• **EXERCISE MATERIALS**:
——————

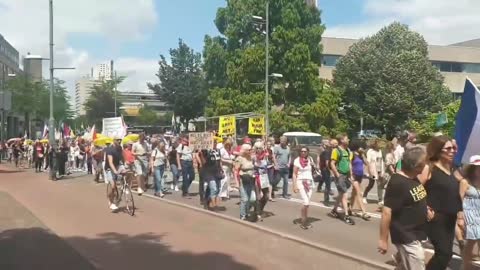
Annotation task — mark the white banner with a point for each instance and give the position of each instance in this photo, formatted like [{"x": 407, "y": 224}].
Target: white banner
[{"x": 113, "y": 127}]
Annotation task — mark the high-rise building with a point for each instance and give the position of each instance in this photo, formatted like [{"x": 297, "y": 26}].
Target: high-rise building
[
  {"x": 32, "y": 67},
  {"x": 312, "y": 3},
  {"x": 102, "y": 72},
  {"x": 83, "y": 88}
]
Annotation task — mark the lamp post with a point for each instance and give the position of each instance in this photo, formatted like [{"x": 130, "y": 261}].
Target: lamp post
[{"x": 51, "y": 121}]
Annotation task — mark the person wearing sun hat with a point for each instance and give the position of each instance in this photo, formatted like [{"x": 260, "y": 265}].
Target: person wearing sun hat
[{"x": 469, "y": 222}]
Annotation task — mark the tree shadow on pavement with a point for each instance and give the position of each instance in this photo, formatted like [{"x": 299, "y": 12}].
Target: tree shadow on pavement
[{"x": 37, "y": 248}]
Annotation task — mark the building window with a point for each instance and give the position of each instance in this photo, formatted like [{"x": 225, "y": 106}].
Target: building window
[
  {"x": 330, "y": 60},
  {"x": 457, "y": 67}
]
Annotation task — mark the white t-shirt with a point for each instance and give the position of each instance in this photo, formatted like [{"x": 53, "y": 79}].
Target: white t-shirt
[
  {"x": 186, "y": 153},
  {"x": 159, "y": 157},
  {"x": 375, "y": 158},
  {"x": 304, "y": 173}
]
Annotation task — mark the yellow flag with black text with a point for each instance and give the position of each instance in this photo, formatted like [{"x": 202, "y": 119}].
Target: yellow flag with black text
[
  {"x": 256, "y": 126},
  {"x": 226, "y": 125}
]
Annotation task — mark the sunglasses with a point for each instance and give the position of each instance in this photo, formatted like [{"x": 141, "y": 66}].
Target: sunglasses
[{"x": 450, "y": 149}]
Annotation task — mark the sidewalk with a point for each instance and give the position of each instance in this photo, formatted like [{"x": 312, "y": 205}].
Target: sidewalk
[{"x": 26, "y": 243}]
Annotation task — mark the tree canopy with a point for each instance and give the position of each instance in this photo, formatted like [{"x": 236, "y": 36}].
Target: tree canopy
[
  {"x": 234, "y": 63},
  {"x": 388, "y": 80},
  {"x": 101, "y": 102},
  {"x": 182, "y": 84}
]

——————

• **EXERCISE INSTRUCTIONS**: Copy everything from the line containing "Annotation task — mark the tree canopy" down to the end of the records above, putting "tree crown" wherever "tree canopy" appears and changing nothing else.

• **OUTPUT**:
Annotation task — mark the tree crown with a point for each instance and give the position of each instance in this photo, formatted like [{"x": 236, "y": 36}].
Target: tree crown
[
  {"x": 234, "y": 63},
  {"x": 388, "y": 80},
  {"x": 101, "y": 102},
  {"x": 182, "y": 84}
]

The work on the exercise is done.